[Recorded data]
┏━━
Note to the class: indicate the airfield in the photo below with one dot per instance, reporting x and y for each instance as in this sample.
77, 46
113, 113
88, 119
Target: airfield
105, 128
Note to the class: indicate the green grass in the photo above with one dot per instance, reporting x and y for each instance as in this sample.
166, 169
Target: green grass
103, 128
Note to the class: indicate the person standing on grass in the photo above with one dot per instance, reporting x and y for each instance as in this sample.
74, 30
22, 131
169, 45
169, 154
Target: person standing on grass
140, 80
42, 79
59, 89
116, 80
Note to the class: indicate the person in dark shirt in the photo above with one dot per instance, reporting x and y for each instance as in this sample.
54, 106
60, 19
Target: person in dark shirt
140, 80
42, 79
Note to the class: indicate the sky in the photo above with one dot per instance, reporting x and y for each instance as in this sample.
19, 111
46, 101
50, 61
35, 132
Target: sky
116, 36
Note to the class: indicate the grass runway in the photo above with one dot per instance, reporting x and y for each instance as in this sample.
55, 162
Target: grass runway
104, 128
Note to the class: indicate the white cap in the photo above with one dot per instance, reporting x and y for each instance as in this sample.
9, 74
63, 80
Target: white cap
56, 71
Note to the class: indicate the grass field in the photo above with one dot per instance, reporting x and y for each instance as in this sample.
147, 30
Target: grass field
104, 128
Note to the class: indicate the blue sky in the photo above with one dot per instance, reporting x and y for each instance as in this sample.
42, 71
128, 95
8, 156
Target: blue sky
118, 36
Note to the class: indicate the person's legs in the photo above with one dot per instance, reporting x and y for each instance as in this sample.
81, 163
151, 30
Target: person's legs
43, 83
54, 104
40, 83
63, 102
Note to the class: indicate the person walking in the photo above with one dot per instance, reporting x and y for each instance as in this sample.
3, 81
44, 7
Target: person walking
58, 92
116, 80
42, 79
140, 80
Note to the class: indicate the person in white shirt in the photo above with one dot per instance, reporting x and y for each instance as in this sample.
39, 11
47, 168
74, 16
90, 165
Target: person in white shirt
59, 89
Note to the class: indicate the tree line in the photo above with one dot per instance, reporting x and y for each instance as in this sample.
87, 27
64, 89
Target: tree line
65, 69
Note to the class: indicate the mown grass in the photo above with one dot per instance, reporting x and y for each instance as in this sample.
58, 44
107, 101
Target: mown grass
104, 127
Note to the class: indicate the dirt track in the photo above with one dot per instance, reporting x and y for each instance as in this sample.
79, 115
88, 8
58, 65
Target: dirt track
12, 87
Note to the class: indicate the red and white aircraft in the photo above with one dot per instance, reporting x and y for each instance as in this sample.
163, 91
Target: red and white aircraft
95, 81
┗━━
Starting with the line that contains "Note to the class: indicate the red" and going on through the end of the listing, write those lines out again, requests included, and shift each answer point by adding 58 to both its x and y coordinates.

Task output
Note to the class: indicate the red and white aircraft in the photo above with one dot per instance, reporting x and y for each instance as in this sample.
163, 91
Target: red and white aircraft
153, 139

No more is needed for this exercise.